=== DATASET RECORDS ===
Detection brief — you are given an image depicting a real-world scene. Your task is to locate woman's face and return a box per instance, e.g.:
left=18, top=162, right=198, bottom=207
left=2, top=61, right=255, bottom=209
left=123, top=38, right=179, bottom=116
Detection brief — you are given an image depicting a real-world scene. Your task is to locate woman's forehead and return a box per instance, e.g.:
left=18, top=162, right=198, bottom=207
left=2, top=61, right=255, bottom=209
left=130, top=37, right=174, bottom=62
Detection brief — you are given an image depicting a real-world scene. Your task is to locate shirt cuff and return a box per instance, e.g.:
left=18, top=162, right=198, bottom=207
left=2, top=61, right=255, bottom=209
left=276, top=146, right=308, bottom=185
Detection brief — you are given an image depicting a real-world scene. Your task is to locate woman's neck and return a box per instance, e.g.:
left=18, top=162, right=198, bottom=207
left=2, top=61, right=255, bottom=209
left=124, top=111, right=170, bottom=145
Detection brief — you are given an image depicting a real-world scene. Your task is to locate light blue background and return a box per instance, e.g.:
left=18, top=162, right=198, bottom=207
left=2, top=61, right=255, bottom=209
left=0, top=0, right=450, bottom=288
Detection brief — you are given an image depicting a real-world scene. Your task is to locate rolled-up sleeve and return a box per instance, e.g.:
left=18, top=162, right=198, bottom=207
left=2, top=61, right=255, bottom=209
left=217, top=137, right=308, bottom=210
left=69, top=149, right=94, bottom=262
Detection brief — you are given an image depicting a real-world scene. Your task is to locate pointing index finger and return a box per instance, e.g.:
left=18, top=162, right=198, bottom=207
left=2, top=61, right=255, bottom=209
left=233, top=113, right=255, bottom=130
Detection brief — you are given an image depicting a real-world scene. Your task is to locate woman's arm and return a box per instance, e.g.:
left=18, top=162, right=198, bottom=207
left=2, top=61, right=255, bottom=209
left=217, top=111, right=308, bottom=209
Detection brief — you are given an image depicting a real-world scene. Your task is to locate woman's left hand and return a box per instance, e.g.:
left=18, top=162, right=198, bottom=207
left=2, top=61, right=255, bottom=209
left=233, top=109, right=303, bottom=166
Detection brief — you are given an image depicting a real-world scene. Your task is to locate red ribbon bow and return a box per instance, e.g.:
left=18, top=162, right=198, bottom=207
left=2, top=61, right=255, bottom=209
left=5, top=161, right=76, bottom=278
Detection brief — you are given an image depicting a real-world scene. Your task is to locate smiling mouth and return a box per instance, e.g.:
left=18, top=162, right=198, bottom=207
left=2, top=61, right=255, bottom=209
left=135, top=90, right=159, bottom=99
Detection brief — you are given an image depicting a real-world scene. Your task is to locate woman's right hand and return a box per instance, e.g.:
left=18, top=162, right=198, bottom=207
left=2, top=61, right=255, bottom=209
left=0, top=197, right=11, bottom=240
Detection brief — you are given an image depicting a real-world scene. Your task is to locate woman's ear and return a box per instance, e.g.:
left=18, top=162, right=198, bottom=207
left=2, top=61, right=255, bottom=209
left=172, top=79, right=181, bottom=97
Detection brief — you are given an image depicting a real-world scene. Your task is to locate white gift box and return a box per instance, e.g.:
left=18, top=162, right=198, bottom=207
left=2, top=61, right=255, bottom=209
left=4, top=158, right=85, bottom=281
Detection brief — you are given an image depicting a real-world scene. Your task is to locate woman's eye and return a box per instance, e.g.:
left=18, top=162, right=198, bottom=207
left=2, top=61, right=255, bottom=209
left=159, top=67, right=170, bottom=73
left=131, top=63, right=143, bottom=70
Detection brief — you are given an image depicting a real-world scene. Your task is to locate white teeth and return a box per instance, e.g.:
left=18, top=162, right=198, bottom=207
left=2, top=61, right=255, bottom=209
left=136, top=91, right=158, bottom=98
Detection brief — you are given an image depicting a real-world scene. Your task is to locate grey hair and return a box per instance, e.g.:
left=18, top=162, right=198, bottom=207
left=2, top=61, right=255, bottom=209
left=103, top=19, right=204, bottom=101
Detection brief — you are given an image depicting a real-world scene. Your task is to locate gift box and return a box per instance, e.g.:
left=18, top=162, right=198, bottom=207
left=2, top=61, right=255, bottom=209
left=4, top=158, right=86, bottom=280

=== PROBLEM STATEMENT ===
Reproduce every one of the lines above verbatim, without altering, adding, or omitting anything.

=== FINISHED ANSWER ===
Detection brief — you are given an image depicting a real-world scene. Your task is to locate woman's face and return a box per instance, e.g.:
left=18, top=162, right=198, bottom=207
left=2, top=61, right=255, bottom=209
left=123, top=38, right=179, bottom=116
Detection brief — you are given an image depicting a real-world scene. Your task is to locate woman's forehead and return a box per instance, e.g.:
left=18, top=162, right=198, bottom=207
left=2, top=61, right=255, bottom=209
left=130, top=37, right=174, bottom=62
Detection brief — you are given an image depicting a real-world scene. Your task is to locate shirt cuff and return a box per instance, e.g.:
left=18, top=162, right=198, bottom=207
left=2, top=61, right=255, bottom=209
left=276, top=146, right=308, bottom=185
Detection brief — you are given an image depicting a real-world scene. Your task is to locate woman's neck and return a box per instance, e.g.:
left=18, top=162, right=198, bottom=207
left=2, top=61, right=255, bottom=209
left=124, top=111, right=170, bottom=145
Detection brief — you are given an image depicting a real-world scene. Your task is to locate light blue background and return a box per instance, e.g.:
left=18, top=162, right=198, bottom=207
left=2, top=61, right=255, bottom=209
left=0, top=0, right=450, bottom=288
Detection brief — you are given an image depicting a real-world scene. Your task is to locate rolled-up sleeve and return a box per instance, e.g.:
left=18, top=162, right=198, bottom=207
left=2, top=61, right=255, bottom=209
left=217, top=137, right=308, bottom=210
left=69, top=149, right=94, bottom=262
Detection brief — you are given an image depicting a real-world scene. Your task is to locate pointing index finger and return a box per instance, e.g.:
left=18, top=162, right=198, bottom=207
left=2, top=61, right=255, bottom=209
left=233, top=113, right=255, bottom=130
Detection brief — you are given an image depicting a real-world scene. Your task is to locate woman's arm and return a box per instance, e.g.:
left=18, top=162, right=198, bottom=207
left=2, top=61, right=255, bottom=209
left=217, top=111, right=308, bottom=209
Detection brief — you are given an image depicting a real-world scene. Your task is to locate woman's left hand and return a box per instance, e.g.:
left=18, top=162, right=198, bottom=207
left=2, top=61, right=255, bottom=209
left=233, top=109, right=303, bottom=166
Detection brief — you are given an image depicting a real-world scene. Your task is to locate red ribbon bow and return a box per instance, e.g.:
left=18, top=162, right=198, bottom=207
left=2, top=61, right=255, bottom=209
left=5, top=161, right=76, bottom=278
Detection brief — you are given an image depicting a real-world scene. Your task is to locate smiling mouth and return a box per instance, e.g.:
left=18, top=162, right=198, bottom=207
left=2, top=61, right=255, bottom=209
left=135, top=90, right=159, bottom=99
Detection brief — you are given an image depicting a real-world scene. Your task is to locate woman's right hand and return a box per instance, e.g.:
left=18, top=162, right=198, bottom=207
left=2, top=61, right=255, bottom=209
left=0, top=197, right=11, bottom=240
Detection brief — you are given an image depicting a real-world scene. Your task is to locate woman's ear and return a box per instance, e.g.:
left=18, top=162, right=198, bottom=207
left=2, top=61, right=255, bottom=209
left=172, top=79, right=181, bottom=97
Detection brief — you are given an image depicting a real-world scene. Your task is to locate white gift box and return a box per instance, e.g.:
left=18, top=162, right=198, bottom=207
left=2, top=61, right=255, bottom=209
left=4, top=158, right=85, bottom=281
Detection brief — you are given an image depicting a real-world scene. Your task is to locate woman's eye and return a box per instance, e.g.:
left=18, top=162, right=198, bottom=207
left=2, top=61, right=255, bottom=209
left=159, top=67, right=170, bottom=73
left=131, top=63, right=143, bottom=70
Detection brief — you are given an image depicting a real-world scene. Your task is to locate white teeth and return a box per instance, e.g.:
left=18, top=162, right=198, bottom=207
left=2, top=61, right=255, bottom=209
left=136, top=91, right=158, bottom=98
Detection brief — you are given an image depicting a real-world scene. Your task is to locate grey hair and return a box per instance, e.g.:
left=18, top=162, right=198, bottom=207
left=2, top=61, right=255, bottom=209
left=103, top=19, right=204, bottom=101
Detection brief — you are given an image depicting a real-world scene. Your task is to locate gift box and return a box per instance, e.g.:
left=18, top=162, right=198, bottom=207
left=2, top=61, right=255, bottom=209
left=4, top=158, right=86, bottom=280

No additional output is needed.